-- Collected data --
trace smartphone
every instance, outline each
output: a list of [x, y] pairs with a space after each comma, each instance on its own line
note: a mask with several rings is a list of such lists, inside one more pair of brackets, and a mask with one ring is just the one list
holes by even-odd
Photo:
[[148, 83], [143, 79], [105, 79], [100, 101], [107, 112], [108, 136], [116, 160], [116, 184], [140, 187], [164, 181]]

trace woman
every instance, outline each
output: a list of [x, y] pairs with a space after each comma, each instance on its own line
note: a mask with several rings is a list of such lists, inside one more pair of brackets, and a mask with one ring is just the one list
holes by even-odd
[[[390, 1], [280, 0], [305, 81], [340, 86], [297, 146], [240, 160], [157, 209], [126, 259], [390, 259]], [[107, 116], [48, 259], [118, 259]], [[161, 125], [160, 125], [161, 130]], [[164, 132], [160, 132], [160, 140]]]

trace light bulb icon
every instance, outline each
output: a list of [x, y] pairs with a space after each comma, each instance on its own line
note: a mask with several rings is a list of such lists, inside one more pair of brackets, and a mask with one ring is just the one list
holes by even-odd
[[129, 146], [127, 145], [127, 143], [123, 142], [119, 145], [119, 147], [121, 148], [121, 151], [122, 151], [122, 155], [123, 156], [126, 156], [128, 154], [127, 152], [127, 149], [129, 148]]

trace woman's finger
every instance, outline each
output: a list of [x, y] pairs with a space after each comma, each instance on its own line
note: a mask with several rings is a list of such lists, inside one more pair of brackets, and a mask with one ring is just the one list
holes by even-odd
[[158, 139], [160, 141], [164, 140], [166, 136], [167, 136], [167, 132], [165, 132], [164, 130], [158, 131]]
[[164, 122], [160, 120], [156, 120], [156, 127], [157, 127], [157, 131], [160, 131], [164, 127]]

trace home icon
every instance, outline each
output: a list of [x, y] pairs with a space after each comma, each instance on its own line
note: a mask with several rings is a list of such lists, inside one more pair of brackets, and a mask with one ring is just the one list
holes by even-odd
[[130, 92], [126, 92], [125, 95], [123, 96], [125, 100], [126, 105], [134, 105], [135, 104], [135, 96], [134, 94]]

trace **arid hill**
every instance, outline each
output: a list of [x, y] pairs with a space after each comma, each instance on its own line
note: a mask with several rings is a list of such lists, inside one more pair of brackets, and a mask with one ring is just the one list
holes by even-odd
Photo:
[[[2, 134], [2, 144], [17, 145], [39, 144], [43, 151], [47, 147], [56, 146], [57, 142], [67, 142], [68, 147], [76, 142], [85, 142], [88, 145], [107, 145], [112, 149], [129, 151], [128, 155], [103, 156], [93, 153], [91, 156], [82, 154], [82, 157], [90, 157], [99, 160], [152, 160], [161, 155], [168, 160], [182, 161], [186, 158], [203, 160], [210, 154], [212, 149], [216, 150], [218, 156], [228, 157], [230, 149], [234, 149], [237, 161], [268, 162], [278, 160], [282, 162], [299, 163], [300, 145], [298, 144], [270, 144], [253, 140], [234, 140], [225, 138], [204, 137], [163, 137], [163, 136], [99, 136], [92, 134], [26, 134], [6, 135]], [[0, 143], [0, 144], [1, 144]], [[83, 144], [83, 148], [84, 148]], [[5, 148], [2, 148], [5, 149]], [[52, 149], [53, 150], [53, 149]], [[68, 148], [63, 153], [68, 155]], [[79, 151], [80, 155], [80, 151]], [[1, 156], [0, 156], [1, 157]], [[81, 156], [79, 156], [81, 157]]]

-- What you need to do --
Every line above has to be restated word for word.

-- Result of this exercise --
trace smartphone
every instance, outline each
output: a list of [x, y] pairs with a space after each comma, each instance on its own line
note: a mask with several rings is a list of such lists, inside one more pair of brackets, and a mask with one ring is just the one list
holes by even-odd
Photo:
[[148, 83], [143, 79], [105, 79], [100, 101], [107, 112], [108, 136], [116, 160], [116, 184], [140, 187], [164, 181]]

trace woman
every instance, outline each
output: a list of [x, y] pairs with a space after each comma, each instance on its own line
note: a mask with several rings is a list of such lists, inside one more pair of brackets, and a mask with one ring is just the one list
holes by even-odd
[[[390, 1], [280, 0], [305, 81], [340, 86], [297, 146], [240, 160], [157, 209], [126, 259], [390, 259]], [[107, 116], [48, 259], [118, 259]], [[161, 125], [160, 125], [161, 130]], [[164, 132], [160, 132], [160, 140]]]

trace light bulb icon
every instance, outline each
output: a list of [x, y] pairs with a space after each comma, each instance on its own line
note: a mask with several rings is a list of such lists, inside one more pair of brackets, and a mask with one ring is just the one list
holes by even-odd
[[129, 146], [127, 145], [127, 143], [123, 142], [119, 145], [119, 147], [121, 148], [121, 151], [122, 151], [122, 155], [123, 156], [126, 156], [128, 154], [127, 152], [127, 149], [129, 148]]

trace woman's finger
every instance, outline each
output: a list of [x, y] pairs with a space after each comma, each instance on its own line
note: a mask with several rings is a list of such lists, inside one more pair of brackets, and a mask with one ring is just the one list
holes by even-odd
[[158, 139], [160, 141], [164, 140], [166, 136], [167, 136], [167, 132], [165, 132], [164, 130], [158, 131]]
[[164, 122], [160, 120], [156, 120], [156, 127], [157, 127], [157, 131], [160, 131], [164, 127]]

trace home icon
every instance, outline each
output: a list of [x, y] pairs with a space after each comma, each instance on its own line
note: a mask with several rings is a list of such lists, inside one more pair of brackets, and a mask with one ring is just the one list
holes by even-odd
[[130, 92], [126, 92], [125, 95], [123, 96], [125, 100], [126, 105], [134, 105], [135, 104], [135, 96], [134, 94]]

trace **arid hill**
every instance, outline each
output: a list of [x, y] pairs with a space after each comma, each instance on its own line
note: a mask with several rings is a list of such lists, inside one more pair of brackets, and a mask with one ring is just the one list
holes by even-odd
Photo:
[[[2, 134], [2, 144], [17, 145], [39, 144], [43, 151], [47, 147], [56, 146], [57, 142], [67, 142], [68, 147], [76, 142], [85, 142], [88, 145], [107, 145], [112, 149], [129, 151], [128, 155], [103, 156], [93, 153], [91, 156], [82, 154], [82, 157], [90, 157], [99, 160], [152, 160], [161, 155], [168, 160], [182, 161], [186, 158], [203, 160], [210, 154], [212, 149], [216, 150], [218, 156], [228, 157], [230, 149], [234, 149], [237, 161], [268, 162], [278, 160], [282, 162], [299, 163], [300, 145], [298, 144], [270, 144], [253, 140], [234, 140], [225, 138], [204, 137], [163, 137], [163, 136], [99, 136], [92, 134], [26, 134], [6, 135]], [[0, 143], [0, 144], [1, 144]], [[83, 144], [83, 148], [84, 148]], [[5, 148], [2, 148], [5, 149]], [[52, 149], [53, 150], [53, 149]], [[68, 148], [63, 153], [68, 155]], [[79, 151], [80, 155], [80, 151]], [[1, 156], [0, 156], [1, 157]], [[81, 156], [79, 156], [81, 157]]]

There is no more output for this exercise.